Labeled-object pointing entries
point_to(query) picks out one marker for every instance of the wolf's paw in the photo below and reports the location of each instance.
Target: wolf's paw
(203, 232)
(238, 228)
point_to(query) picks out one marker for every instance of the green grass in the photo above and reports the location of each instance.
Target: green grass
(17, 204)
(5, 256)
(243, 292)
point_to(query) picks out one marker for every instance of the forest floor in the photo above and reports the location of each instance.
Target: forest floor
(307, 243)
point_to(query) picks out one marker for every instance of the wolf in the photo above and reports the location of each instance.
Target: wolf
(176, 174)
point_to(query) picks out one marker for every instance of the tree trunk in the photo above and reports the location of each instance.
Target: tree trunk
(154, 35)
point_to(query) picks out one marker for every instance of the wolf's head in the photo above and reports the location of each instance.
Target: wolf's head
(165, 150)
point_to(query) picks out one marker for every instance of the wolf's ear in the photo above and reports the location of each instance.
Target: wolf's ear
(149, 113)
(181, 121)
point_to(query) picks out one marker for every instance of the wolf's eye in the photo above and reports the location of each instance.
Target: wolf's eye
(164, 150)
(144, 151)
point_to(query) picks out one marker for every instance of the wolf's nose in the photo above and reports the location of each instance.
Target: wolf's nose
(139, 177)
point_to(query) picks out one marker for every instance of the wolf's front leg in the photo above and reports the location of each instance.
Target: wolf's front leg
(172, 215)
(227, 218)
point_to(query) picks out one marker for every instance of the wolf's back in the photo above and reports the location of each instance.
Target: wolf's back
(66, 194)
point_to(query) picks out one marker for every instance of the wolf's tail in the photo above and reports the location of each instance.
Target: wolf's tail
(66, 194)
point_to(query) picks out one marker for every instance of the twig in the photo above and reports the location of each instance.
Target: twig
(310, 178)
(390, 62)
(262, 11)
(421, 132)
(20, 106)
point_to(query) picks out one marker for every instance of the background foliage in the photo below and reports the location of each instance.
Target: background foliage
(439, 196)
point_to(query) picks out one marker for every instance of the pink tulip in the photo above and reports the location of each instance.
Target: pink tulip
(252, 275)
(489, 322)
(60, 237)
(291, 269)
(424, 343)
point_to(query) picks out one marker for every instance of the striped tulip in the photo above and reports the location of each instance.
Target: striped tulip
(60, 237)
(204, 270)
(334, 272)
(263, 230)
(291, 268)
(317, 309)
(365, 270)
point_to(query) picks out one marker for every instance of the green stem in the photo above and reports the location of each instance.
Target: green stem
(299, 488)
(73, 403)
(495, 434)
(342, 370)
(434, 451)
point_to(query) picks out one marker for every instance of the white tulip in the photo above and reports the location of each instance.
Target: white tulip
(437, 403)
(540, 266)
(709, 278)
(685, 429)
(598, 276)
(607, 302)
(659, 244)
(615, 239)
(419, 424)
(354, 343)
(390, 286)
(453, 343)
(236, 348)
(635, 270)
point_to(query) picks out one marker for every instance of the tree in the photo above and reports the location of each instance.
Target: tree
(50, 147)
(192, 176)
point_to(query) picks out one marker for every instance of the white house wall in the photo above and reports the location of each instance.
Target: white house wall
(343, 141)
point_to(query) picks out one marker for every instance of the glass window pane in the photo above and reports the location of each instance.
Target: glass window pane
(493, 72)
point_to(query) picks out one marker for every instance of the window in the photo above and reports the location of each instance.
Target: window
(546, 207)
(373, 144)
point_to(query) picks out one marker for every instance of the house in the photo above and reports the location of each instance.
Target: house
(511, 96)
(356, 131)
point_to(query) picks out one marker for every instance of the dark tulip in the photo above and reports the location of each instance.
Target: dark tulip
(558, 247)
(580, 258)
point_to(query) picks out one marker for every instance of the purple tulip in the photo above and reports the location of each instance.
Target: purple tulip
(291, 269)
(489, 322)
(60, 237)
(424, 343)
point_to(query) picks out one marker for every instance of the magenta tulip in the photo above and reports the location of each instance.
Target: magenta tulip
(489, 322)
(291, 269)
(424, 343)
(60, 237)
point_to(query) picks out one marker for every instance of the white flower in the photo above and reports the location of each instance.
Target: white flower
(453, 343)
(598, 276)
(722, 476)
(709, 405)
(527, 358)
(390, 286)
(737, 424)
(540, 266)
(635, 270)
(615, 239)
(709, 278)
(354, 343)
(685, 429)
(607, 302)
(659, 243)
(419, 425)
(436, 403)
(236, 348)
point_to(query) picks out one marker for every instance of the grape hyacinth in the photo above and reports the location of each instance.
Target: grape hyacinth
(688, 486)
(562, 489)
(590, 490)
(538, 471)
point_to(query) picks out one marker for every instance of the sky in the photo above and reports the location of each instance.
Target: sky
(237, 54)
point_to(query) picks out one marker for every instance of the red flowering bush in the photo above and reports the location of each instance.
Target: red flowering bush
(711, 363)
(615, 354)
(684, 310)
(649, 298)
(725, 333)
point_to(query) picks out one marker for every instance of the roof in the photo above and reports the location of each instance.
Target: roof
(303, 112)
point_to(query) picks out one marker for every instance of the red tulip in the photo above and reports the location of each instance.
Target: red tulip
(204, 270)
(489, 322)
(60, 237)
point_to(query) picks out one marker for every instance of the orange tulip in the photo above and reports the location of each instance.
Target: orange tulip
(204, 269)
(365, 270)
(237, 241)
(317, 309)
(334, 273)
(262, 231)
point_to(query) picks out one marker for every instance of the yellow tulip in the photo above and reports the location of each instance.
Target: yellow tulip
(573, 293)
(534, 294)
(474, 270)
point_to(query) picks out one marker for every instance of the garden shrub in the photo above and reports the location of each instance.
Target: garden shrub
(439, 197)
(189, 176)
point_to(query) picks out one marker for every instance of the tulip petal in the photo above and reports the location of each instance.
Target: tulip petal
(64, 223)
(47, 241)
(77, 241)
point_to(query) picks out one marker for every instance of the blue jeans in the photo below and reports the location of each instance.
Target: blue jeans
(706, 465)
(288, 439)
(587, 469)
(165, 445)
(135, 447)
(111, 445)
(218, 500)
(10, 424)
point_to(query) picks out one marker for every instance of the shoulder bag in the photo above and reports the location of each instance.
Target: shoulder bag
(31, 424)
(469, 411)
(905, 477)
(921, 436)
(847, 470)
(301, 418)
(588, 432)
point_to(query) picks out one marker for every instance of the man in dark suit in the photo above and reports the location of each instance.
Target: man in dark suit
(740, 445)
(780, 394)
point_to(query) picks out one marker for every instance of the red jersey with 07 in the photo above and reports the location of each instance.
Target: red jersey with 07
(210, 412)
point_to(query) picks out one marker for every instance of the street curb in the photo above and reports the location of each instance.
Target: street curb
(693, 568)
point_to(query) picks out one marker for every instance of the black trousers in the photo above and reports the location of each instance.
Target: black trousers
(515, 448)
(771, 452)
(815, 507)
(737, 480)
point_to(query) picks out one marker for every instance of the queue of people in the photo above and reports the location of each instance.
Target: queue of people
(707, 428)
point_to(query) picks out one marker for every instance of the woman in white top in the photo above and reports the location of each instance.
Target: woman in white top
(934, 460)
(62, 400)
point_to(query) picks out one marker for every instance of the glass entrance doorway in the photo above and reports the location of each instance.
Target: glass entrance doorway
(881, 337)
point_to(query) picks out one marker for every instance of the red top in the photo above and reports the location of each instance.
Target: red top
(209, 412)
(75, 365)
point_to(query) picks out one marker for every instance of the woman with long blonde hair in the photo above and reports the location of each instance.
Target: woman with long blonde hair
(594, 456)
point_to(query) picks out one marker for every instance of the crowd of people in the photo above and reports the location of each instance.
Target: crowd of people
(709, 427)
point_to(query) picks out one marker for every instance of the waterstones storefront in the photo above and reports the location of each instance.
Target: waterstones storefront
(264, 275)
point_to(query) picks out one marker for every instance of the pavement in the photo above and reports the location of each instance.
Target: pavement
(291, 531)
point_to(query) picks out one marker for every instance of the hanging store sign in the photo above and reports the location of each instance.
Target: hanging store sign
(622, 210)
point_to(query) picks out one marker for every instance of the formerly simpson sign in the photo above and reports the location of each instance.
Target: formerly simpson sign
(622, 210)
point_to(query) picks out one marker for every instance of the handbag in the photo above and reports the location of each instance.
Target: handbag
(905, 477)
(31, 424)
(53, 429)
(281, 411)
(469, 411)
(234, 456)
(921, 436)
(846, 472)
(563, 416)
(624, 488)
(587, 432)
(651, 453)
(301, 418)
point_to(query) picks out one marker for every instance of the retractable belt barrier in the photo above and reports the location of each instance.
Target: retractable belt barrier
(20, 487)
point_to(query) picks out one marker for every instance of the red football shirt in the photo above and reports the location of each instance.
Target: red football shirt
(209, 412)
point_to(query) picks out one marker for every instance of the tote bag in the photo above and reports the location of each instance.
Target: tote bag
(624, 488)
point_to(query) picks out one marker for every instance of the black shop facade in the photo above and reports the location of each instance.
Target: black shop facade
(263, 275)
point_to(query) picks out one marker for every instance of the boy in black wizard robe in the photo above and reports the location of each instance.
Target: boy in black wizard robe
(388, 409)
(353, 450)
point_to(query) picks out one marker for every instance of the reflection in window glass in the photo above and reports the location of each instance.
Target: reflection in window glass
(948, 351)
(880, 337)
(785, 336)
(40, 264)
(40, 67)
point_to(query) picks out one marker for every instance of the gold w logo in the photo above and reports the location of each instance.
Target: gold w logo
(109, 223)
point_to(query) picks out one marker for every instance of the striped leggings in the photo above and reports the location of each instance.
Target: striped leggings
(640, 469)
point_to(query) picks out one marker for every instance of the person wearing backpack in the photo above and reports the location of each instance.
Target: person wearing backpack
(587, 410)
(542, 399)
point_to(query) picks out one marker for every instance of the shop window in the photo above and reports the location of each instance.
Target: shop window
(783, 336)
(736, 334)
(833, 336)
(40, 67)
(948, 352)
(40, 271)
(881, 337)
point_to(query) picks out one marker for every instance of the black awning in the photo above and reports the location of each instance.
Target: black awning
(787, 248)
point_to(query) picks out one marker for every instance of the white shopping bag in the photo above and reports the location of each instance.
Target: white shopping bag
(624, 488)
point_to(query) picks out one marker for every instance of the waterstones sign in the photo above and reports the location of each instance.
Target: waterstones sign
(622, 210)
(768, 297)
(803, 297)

# [Instructions to follow]
Everything from the line containing "of the gold" through the final line of the listing, inclusive, must be reproduced exactly; leave out the rest.

# [Task response]
point_to(query) picks out one marker for every instance of the gold w logo in the photo above and reports the location of each instance.
Target: gold w logo
(109, 223)
point_to(query) picks out one marker for every instance of the striped leggings in the photo above and reports the location of each instance.
Target: striped leggings
(640, 469)
point_to(query) picks out one marker for every instance of the person wearing backpack in the photo above and reports the location of each instance.
Target: person wearing backpack
(587, 410)
(542, 399)
point_to(query) picks out one marker for every instance of the shop window in the photo above and reports the location of each instance.
Target: shop window
(783, 336)
(736, 334)
(833, 336)
(40, 67)
(948, 352)
(40, 271)
(881, 337)
point_to(query) picks out one marker for every instance of the black awning in the photo above and reports the location of each instance.
Target: black awning
(787, 248)
point_to(query) picks out one marker for every instance of the white shopping bag in the photo above and reports the location of each instance.
Target: white shopping bag
(624, 488)
point_to(query) picks out one marker for every instance of the waterstones sign in the photo above and reports the location of each instance.
Target: waterstones sign
(622, 210)
(768, 297)
(803, 297)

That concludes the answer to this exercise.